> _Document text_
++++++++++++++++++++

In dppalomar/fitHeavyTail: Mean and Covariance Matrix Estimation under Heavy Tails

knitr::opts_chunk$set(echo = TRUE)

Introduction

This file is a trial on estimating the degrees of freedom $\nu$ via the Kurtosis. Here Kurtosis is a a measure of the "tailedness" of the probability distribution of a real-valued random variable, see also wiki. Basically, the expression of computing sample Kurtosis is: $$\text{Kurtosis}\left[X\right]=\text{E}\left[\left(\frac{X-\mu}{\sigma}\right)^{4}\right]=\frac{\text{E}\left[\left(X-\mu\right)^{4}\right]}{\left(\text{E}\left[\left(X-\mu\right)^{2}\right]\right)^{2}},$$ where $\mu$ and $\sigma$ are the sample mean and standard deviation. Opposite to the degrees of freedom, smaller Kurtosis value means a heavier tail. The kurtosis of a normal distribution equals 3. An excess kurtosis is a metric that compares the kurtosis of a distribution against the kurtosis of a normal distribution, i.e., $$\hat{k} = \text{Kurtosis}\left[X\right] - 3.$$ To correct the bias of the sample Kurtosis, an unbiased estimator is commonly used $$\hat{\text{kurt}}(X) = \frac{T-1}{(T-2)(T-3)}\left((T+1)\hat{k} + 6\right).$$ For a multivariate distribution, in which we index each variable by $i$ ($1\le i \le N$), we define $\hat{\kappa}$ as $$\hat{\kappa} = \max{\left(-\frac{2}{N+2}, \frac{1}{3}\frac{1}{N}\sum_{i=1}^{N}\hat{\text{kurt}}(X_i)\right)}.$$ In the case of a Student $t$ distribution, one can simply use $\hat{\kappa} = \frac{2}{\hat{\nu} - 4}$, which says $$\hat{\nu} = \frac{2}{\hat{\kappa}} + 4$$

Numerical Simulation

First genereate the multivariate Student $t$ data. Let us make it a function for late usage

genX <- function(N = 10, T = round(N*1.1), nu = 5, mu = rep(0, N)) {
  U <- t(mvtnorm::rmvnorm(n = round(1.1*N), sigma = 0.1*diag(N)))

++++++++++++++++++++

> _Material shown_
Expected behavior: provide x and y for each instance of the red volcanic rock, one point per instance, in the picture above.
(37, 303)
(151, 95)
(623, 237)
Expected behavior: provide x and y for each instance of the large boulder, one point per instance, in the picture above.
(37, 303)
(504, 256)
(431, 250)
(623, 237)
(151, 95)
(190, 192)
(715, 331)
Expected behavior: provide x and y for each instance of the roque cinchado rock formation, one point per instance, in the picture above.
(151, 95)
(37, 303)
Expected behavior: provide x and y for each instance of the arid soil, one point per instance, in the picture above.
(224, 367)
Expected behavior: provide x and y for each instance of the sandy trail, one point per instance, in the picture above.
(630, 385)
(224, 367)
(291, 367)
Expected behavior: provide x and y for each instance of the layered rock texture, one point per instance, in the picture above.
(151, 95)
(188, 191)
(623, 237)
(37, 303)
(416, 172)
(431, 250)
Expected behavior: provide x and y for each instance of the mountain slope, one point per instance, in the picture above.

++++++++++++++++++++

> _Request A_
According to the kurtosis page, what does kurtosis measure?
> _Request B_
Translate this sentence from the kurtosis page into Spanish: "The kurtosis of a normal distribution equals 3."
> _Request C_
Please list every parameter name in the definition of the genX function on the kurtosis page.
The rows have no connection to the kurtosis page.

> _Complete response A_
The "tailedness" of the probability distribution of a real-valued random variable.

> _Complete response B_
La curtosis de una distribución normal es igual a 3.

> _Complete response C_
N, T, nu, mu